▶ Text segment

The Global Economy’s “Impeccable Logic”

Ever since the Occupy movement coined the terms “the 1%” and “the 99%” to point out disparities of wealth and power, the gap between rich and poor has received a lot of attention. In his highly-regarded 2014 book,Capital in the Twenty-first Century, for example, Thomas Piketty’s central thesis is that wealth inequality is bound to increase in modern capitalist economies. This was underscored by a recent Oxfam report, which tells us that the world’s 85 richest people now have as much wealth as the poorest 3.5 billion; that the richest 1 percent will own more than half the world’s wealth by next year; and that in the US, the wealthiest one percent captured 95 percent of income growth since 2009, leaving the bottom 90 percent even poorer. (1) There’s more, but you get the idea.

▶ Recorded information
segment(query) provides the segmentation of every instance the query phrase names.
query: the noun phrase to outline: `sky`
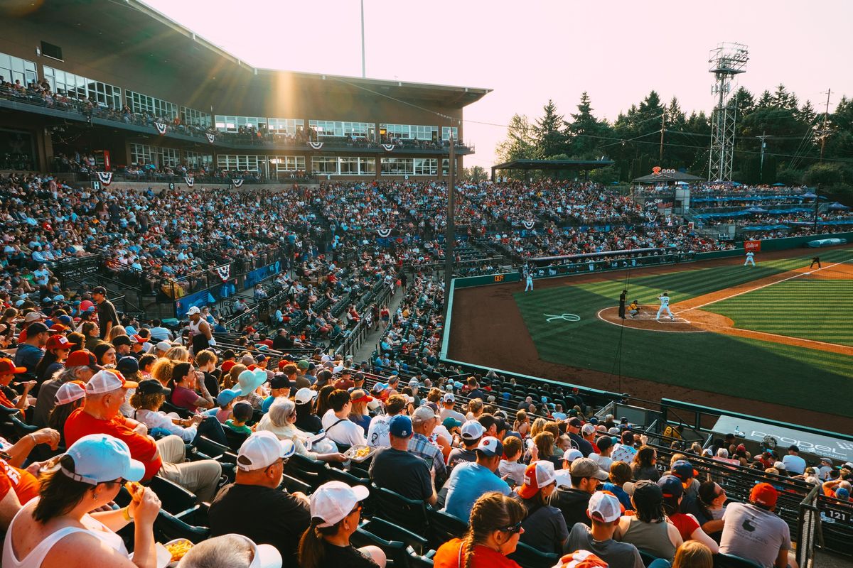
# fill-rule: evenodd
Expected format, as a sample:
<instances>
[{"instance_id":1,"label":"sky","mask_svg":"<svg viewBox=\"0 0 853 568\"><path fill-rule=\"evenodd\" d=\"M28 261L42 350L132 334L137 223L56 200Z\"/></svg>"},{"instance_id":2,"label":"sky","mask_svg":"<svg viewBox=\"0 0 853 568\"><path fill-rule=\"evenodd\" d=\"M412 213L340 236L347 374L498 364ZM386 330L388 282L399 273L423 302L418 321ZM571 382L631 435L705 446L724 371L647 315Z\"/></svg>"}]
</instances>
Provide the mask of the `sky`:
<instances>
[{"instance_id":1,"label":"sky","mask_svg":"<svg viewBox=\"0 0 853 568\"><path fill-rule=\"evenodd\" d=\"M358 0L144 1L256 67L361 76ZM569 118L583 91L610 120L653 89L710 114L708 57L721 42L749 48L735 89L781 83L818 112L827 89L830 111L853 95L850 0L363 1L368 77L493 89L465 108L468 167L488 169L506 137L477 122L533 120L548 99Z\"/></svg>"}]
</instances>

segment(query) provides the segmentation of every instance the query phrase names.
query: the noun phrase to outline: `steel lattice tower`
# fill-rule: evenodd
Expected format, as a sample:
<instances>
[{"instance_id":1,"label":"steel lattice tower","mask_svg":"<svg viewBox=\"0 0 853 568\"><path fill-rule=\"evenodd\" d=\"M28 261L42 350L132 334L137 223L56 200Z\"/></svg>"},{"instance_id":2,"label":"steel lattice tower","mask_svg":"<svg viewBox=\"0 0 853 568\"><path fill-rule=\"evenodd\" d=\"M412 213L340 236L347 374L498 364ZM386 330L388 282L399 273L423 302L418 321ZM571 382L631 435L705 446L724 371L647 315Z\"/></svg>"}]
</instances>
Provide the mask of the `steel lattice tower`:
<instances>
[{"instance_id":1,"label":"steel lattice tower","mask_svg":"<svg viewBox=\"0 0 853 568\"><path fill-rule=\"evenodd\" d=\"M717 79L711 92L717 97L717 106L711 119L709 181L732 180L737 101L733 101L729 95L732 79L735 75L746 72L748 60L749 51L746 46L731 42L723 42L717 45L711 50L708 58L708 71L714 73Z\"/></svg>"}]
</instances>

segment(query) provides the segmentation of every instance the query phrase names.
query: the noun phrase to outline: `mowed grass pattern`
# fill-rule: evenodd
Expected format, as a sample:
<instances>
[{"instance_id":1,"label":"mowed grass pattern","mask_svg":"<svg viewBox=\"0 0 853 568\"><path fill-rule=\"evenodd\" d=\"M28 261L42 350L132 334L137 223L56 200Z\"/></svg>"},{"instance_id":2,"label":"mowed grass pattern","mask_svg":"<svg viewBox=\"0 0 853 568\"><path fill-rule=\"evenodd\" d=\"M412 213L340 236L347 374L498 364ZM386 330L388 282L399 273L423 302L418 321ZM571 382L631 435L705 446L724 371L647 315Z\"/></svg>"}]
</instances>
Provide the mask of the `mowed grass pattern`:
<instances>
[{"instance_id":1,"label":"mowed grass pattern","mask_svg":"<svg viewBox=\"0 0 853 568\"><path fill-rule=\"evenodd\" d=\"M838 261L850 255L850 250L833 250L821 258ZM759 258L753 268L740 266L742 260L735 258L732 266L701 268L697 264L693 270L632 276L628 282L629 300L654 304L658 295L667 290L675 303L798 268L804 262L808 266L809 259L800 255L761 262ZM633 330L600 320L599 310L618 304L624 278L624 273L614 273L610 279L577 285L567 278L562 286L516 293L514 299L539 357L664 384L853 416L845 398L814 395L850 392L853 357L713 333ZM546 313L573 313L581 319L547 322ZM612 388L616 387L614 383ZM661 396L666 396L665 387L662 387Z\"/></svg>"},{"instance_id":2,"label":"mowed grass pattern","mask_svg":"<svg viewBox=\"0 0 853 568\"><path fill-rule=\"evenodd\" d=\"M745 330L853 346L853 280L780 282L723 300L704 309Z\"/></svg>"}]
</instances>

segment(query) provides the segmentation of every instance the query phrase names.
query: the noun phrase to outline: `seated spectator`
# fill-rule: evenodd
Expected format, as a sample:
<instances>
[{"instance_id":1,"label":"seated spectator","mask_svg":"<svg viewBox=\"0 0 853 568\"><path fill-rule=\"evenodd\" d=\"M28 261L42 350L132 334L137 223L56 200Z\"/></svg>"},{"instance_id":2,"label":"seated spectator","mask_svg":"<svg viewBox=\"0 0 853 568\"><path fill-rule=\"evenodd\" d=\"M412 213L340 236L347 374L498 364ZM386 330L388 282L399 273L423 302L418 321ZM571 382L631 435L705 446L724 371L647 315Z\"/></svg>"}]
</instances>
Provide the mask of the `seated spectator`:
<instances>
[{"instance_id":1,"label":"seated spectator","mask_svg":"<svg viewBox=\"0 0 853 568\"><path fill-rule=\"evenodd\" d=\"M567 550L589 550L610 566L644 568L640 551L633 544L613 540L622 506L619 500L608 491L596 491L587 506L591 527L575 523L569 531Z\"/></svg>"},{"instance_id":2,"label":"seated spectator","mask_svg":"<svg viewBox=\"0 0 853 568\"><path fill-rule=\"evenodd\" d=\"M750 491L748 503L731 503L722 515L720 552L751 560L761 566L796 567L791 554L788 524L774 513L779 491L759 483Z\"/></svg>"},{"instance_id":3,"label":"seated spectator","mask_svg":"<svg viewBox=\"0 0 853 568\"><path fill-rule=\"evenodd\" d=\"M322 416L322 427L326 437L340 445L365 445L364 428L350 420L352 402L350 393L342 389L335 389L329 394L331 408Z\"/></svg>"},{"instance_id":4,"label":"seated spectator","mask_svg":"<svg viewBox=\"0 0 853 568\"><path fill-rule=\"evenodd\" d=\"M693 515L686 514L679 510L679 505L684 497L684 486L682 485L682 480L675 475L664 475L658 479L658 485L664 495L664 513L666 513L666 518L670 519L670 522L678 529L682 540L685 542L689 540L698 541L716 554L719 550L717 542L705 534Z\"/></svg>"},{"instance_id":5,"label":"seated spectator","mask_svg":"<svg viewBox=\"0 0 853 568\"><path fill-rule=\"evenodd\" d=\"M295 447L270 432L257 432L240 446L236 478L211 503L211 536L237 533L270 544L287 566L296 565L299 536L310 524L308 497L278 489Z\"/></svg>"},{"instance_id":6,"label":"seated spectator","mask_svg":"<svg viewBox=\"0 0 853 568\"><path fill-rule=\"evenodd\" d=\"M476 452L476 462L460 463L447 480L444 510L458 519L467 519L474 502L489 491L510 493L507 482L495 474L503 455L501 441L486 436L478 444Z\"/></svg>"},{"instance_id":7,"label":"seated spectator","mask_svg":"<svg viewBox=\"0 0 853 568\"><path fill-rule=\"evenodd\" d=\"M483 426L476 420L465 422L460 430L460 437L462 439L462 447L454 448L447 456L447 467L450 469L460 463L466 462L476 462L477 445L483 438ZM502 474L505 475L505 473ZM521 482L519 482L521 483Z\"/></svg>"},{"instance_id":8,"label":"seated spectator","mask_svg":"<svg viewBox=\"0 0 853 568\"><path fill-rule=\"evenodd\" d=\"M222 475L214 460L185 462L186 448L178 436L166 436L154 442L144 424L119 413L125 390L137 384L125 382L110 370L101 370L86 383L85 404L68 416L65 423L67 444L90 433L106 433L124 441L134 459L145 466L145 479L160 474L209 502Z\"/></svg>"},{"instance_id":9,"label":"seated spectator","mask_svg":"<svg viewBox=\"0 0 853 568\"><path fill-rule=\"evenodd\" d=\"M154 491L142 487L128 507L100 511L115 499L124 479L145 475L127 445L105 434L82 436L58 466L44 476L41 497L25 505L9 527L3 564L65 568L69 559L84 559L93 566L156 565L153 527L160 502ZM136 525L132 561L115 532L131 522Z\"/></svg>"},{"instance_id":10,"label":"seated spectator","mask_svg":"<svg viewBox=\"0 0 853 568\"><path fill-rule=\"evenodd\" d=\"M560 509L548 505L557 488L554 463L533 462L525 471L525 482L518 494L524 500L527 516L521 524L521 542L543 553L563 552L569 537L566 519Z\"/></svg>"},{"instance_id":11,"label":"seated spectator","mask_svg":"<svg viewBox=\"0 0 853 568\"><path fill-rule=\"evenodd\" d=\"M619 519L616 539L671 562L683 541L678 529L666 522L660 487L648 479L638 481L631 502L636 516L625 515Z\"/></svg>"},{"instance_id":12,"label":"seated spectator","mask_svg":"<svg viewBox=\"0 0 853 568\"><path fill-rule=\"evenodd\" d=\"M460 466L464 467L465 464ZM525 514L525 506L512 497L499 491L483 494L471 508L465 537L442 544L433 557L433 565L435 568L519 568L507 556L518 548Z\"/></svg>"},{"instance_id":13,"label":"seated spectator","mask_svg":"<svg viewBox=\"0 0 853 568\"><path fill-rule=\"evenodd\" d=\"M311 494L310 525L299 540L300 568L385 567L380 548L350 544L350 536L358 528L361 502L369 495L364 485L350 487L341 481L324 483Z\"/></svg>"},{"instance_id":14,"label":"seated spectator","mask_svg":"<svg viewBox=\"0 0 853 568\"><path fill-rule=\"evenodd\" d=\"M270 544L255 544L240 534L201 541L183 555L177 568L281 568L281 554Z\"/></svg>"},{"instance_id":15,"label":"seated spectator","mask_svg":"<svg viewBox=\"0 0 853 568\"><path fill-rule=\"evenodd\" d=\"M558 487L551 496L551 505L563 513L566 526L576 523L589 525L587 515L589 497L595 492L600 481L606 479L607 474L589 457L579 457L572 462L569 468L572 476L571 487Z\"/></svg>"}]
</instances>

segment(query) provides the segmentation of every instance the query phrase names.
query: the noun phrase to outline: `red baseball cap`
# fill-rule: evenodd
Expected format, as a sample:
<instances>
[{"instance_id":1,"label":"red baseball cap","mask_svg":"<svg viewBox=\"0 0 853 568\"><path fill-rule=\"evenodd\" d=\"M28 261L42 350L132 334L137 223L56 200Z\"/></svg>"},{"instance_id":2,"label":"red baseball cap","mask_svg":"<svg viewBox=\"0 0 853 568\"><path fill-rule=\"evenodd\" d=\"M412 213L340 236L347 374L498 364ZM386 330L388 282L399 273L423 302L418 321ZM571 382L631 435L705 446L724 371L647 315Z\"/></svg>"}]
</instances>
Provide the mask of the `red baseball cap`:
<instances>
[{"instance_id":1,"label":"red baseball cap","mask_svg":"<svg viewBox=\"0 0 853 568\"><path fill-rule=\"evenodd\" d=\"M26 367L15 367L15 362L6 357L0 359L0 375L8 375L9 373L20 375L26 372Z\"/></svg>"},{"instance_id":2,"label":"red baseball cap","mask_svg":"<svg viewBox=\"0 0 853 568\"><path fill-rule=\"evenodd\" d=\"M779 491L769 483L759 483L750 491L749 500L765 507L775 507Z\"/></svg>"}]
</instances>

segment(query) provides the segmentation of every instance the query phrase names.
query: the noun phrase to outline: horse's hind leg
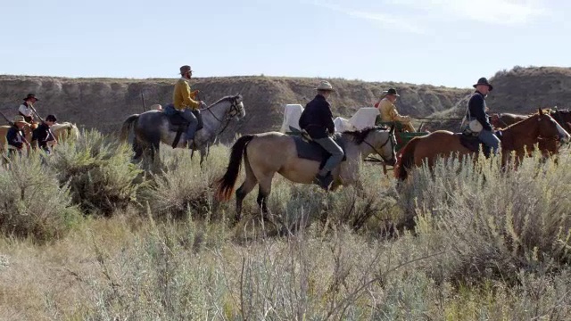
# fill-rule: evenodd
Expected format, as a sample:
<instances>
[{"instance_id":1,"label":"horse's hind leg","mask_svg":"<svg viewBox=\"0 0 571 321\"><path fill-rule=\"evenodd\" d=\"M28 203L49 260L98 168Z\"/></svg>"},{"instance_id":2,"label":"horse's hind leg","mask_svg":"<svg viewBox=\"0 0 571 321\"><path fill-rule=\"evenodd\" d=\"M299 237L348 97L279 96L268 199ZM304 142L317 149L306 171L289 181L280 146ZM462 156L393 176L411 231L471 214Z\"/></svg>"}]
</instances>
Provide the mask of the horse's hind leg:
<instances>
[{"instance_id":1,"label":"horse's hind leg","mask_svg":"<svg viewBox=\"0 0 571 321\"><path fill-rule=\"evenodd\" d=\"M269 214L269 210L268 210L268 197L269 196L269 193L271 193L271 181L273 178L274 173L266 174L258 178L260 187L258 189L258 199L256 202L261 210L264 219L268 219L268 214Z\"/></svg>"},{"instance_id":2,"label":"horse's hind leg","mask_svg":"<svg viewBox=\"0 0 571 321\"><path fill-rule=\"evenodd\" d=\"M246 171L246 178L242 183L240 187L236 191L236 221L239 221L242 216L242 202L246 195L252 192L252 190L258 184L258 179L253 175L252 171L252 168L250 167L250 161L248 160L247 155L244 157L244 164Z\"/></svg>"}]
</instances>

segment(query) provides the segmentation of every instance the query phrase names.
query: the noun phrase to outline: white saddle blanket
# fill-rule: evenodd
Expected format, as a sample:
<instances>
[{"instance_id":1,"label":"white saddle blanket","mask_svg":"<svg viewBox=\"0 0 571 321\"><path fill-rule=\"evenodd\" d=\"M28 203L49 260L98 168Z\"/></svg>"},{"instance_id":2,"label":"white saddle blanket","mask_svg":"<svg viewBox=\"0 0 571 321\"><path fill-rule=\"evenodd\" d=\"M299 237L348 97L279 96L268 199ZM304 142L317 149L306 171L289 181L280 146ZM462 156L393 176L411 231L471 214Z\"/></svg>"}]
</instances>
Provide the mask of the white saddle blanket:
<instances>
[{"instance_id":1,"label":"white saddle blanket","mask_svg":"<svg viewBox=\"0 0 571 321\"><path fill-rule=\"evenodd\" d=\"M302 111L303 107L301 104L286 104L284 108L284 122L280 131L290 132L290 128L301 130L299 120ZM349 119L337 117L333 121L335 125L335 132L362 130L375 127L375 119L378 114L378 110L375 107L362 107Z\"/></svg>"}]
</instances>

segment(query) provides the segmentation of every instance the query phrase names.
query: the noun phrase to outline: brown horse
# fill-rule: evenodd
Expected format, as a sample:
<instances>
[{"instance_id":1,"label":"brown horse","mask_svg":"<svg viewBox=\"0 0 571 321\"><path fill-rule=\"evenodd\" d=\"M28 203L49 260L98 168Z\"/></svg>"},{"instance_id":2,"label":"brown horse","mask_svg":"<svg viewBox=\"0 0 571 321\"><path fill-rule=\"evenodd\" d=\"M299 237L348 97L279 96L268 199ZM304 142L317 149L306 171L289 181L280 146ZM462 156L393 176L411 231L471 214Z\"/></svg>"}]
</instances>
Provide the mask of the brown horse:
<instances>
[{"instance_id":1,"label":"brown horse","mask_svg":"<svg viewBox=\"0 0 571 321\"><path fill-rule=\"evenodd\" d=\"M571 111L569 110L551 110L545 109L543 112L547 112L557 121L561 127L567 132L571 131ZM513 125L518 121L522 121L525 119L532 115L521 115L509 112L499 112L492 114L490 123L494 128L503 128L509 125Z\"/></svg>"},{"instance_id":2,"label":"brown horse","mask_svg":"<svg viewBox=\"0 0 571 321\"><path fill-rule=\"evenodd\" d=\"M517 159L525 155L525 151L531 152L539 137L558 137L569 141L571 136L550 115L540 109L537 114L509 126L502 131L501 161L506 164L509 155L515 151ZM473 155L474 152L460 144L459 136L445 130L438 130L422 137L415 137L404 146L401 157L394 168L395 177L405 180L409 171L414 166L421 166L427 160L429 167L434 166L438 157L449 157L456 153Z\"/></svg>"},{"instance_id":3,"label":"brown horse","mask_svg":"<svg viewBox=\"0 0 571 321\"><path fill-rule=\"evenodd\" d=\"M549 113L563 129L567 133L571 131L571 111L568 110L558 111L544 109L543 112ZM513 125L518 121L522 121L532 115L521 115L509 112L493 113L490 119L490 123L494 128L503 128L509 125ZM538 141L539 150L542 151L543 156L550 156L559 152L559 144L557 137L540 137Z\"/></svg>"},{"instance_id":4,"label":"brown horse","mask_svg":"<svg viewBox=\"0 0 571 321\"><path fill-rule=\"evenodd\" d=\"M68 121L54 124L50 129L52 129L52 133L54 133L58 143L63 143L67 140L77 141L79 138L78 127Z\"/></svg>"},{"instance_id":5,"label":"brown horse","mask_svg":"<svg viewBox=\"0 0 571 321\"><path fill-rule=\"evenodd\" d=\"M345 146L347 160L332 172L333 191L342 185L354 184L360 187L360 162L371 153L379 154L385 162L394 164L394 128L372 128L344 132L341 134L341 140ZM277 132L244 136L232 146L228 169L219 181L219 199L228 201L232 196L243 157L246 177L236 192L236 221L240 219L242 201L256 185L260 185L257 202L262 213L266 214L266 200L271 191L271 181L276 173L295 183L311 184L319 170L319 161L298 157L295 142L291 136Z\"/></svg>"},{"instance_id":6,"label":"brown horse","mask_svg":"<svg viewBox=\"0 0 571 321\"><path fill-rule=\"evenodd\" d=\"M4 149L7 147L6 142L6 135L8 134L8 129L10 129L12 126L4 125L0 126L0 153L2 153ZM32 128L29 125L24 125L24 137L28 142L32 141Z\"/></svg>"}]
</instances>

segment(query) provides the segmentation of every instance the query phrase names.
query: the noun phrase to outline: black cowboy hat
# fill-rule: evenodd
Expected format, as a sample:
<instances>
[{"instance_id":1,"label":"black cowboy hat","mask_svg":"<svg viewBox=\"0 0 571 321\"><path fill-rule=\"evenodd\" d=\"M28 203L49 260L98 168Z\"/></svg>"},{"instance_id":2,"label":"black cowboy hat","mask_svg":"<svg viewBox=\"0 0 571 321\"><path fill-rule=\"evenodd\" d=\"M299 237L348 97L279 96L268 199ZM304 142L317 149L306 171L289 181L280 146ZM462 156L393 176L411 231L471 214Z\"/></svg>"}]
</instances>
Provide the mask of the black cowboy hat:
<instances>
[{"instance_id":1,"label":"black cowboy hat","mask_svg":"<svg viewBox=\"0 0 571 321\"><path fill-rule=\"evenodd\" d=\"M490 83L488 82L488 79L485 77L482 77L481 78L479 78L478 82L474 84L474 87L476 88L476 86L478 86L478 85L487 85L488 88L490 88L490 91L493 89L493 86L490 85Z\"/></svg>"},{"instance_id":2,"label":"black cowboy hat","mask_svg":"<svg viewBox=\"0 0 571 321\"><path fill-rule=\"evenodd\" d=\"M29 99L36 99L37 101L39 102L39 99L36 98L36 94L28 94L28 95L26 96L26 98L24 98L24 100L29 100Z\"/></svg>"},{"instance_id":3,"label":"black cowboy hat","mask_svg":"<svg viewBox=\"0 0 571 321\"><path fill-rule=\"evenodd\" d=\"M401 96L399 94L396 93L396 89L394 89L394 88L390 88L389 90L387 90L386 91L386 95L395 95L397 97Z\"/></svg>"}]
</instances>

▶ Actions to take
1 – Reproduce the passage on wealth inequality from "The Global Economy’s" up to and including "get the idea.".
2 – Summarize the passage on wealth inequality in two sentences.
3 – List every finding that the passage on wealth inequality attributes to the Oxfam report.

▶ Answers provided
1 –
The Global Economy’s “Impeccable Logic”

Ever since the Occupy movement coined the terms “the 1%” and “the 99%” to point out disparities of wealth and power, the gap between rich and poor has received a lot of attention. In his highly-regarded 2014 book,Capital in the Twenty-first Century, for example, Thomas Piketty’s central thesis is that wealth inequality is bound to increase in modern capitalist economies. This was underscored by a recent Oxfam report, which tells us that the world’s 85 richest people now have as much wealth as the poorest 3.5 billion; that the richest 1 percent will own more than half the world’s wealth by next year; and that in the US, the wealthiest one percent captured 95 percent of income growth since 2009, leaving the bottom 90 percent even poorer. (1) There’s more, but you get the idea.

2 – Since the Occupy movement coined "the 1%" and "the 99%," the gap between rich and poor has drawn wide attention, including Thomas Piketty's thesis in his 2014 book that wealth inequality is bound to increase in modern capitalist economies. A recent Oxfam report underscored this with figures on how much wealth and income growth the richest hold compared with everyone else.

3 –
- The world's 85 richest people now have as much wealth as the poorest 3.5 billion.
- The richest 1 percent will own more than half the world's wealth by next year.
- In the US, the wealthiest one percent captured 95 percent of income growth since 2009, leaving the bottom 90 percent even poorer.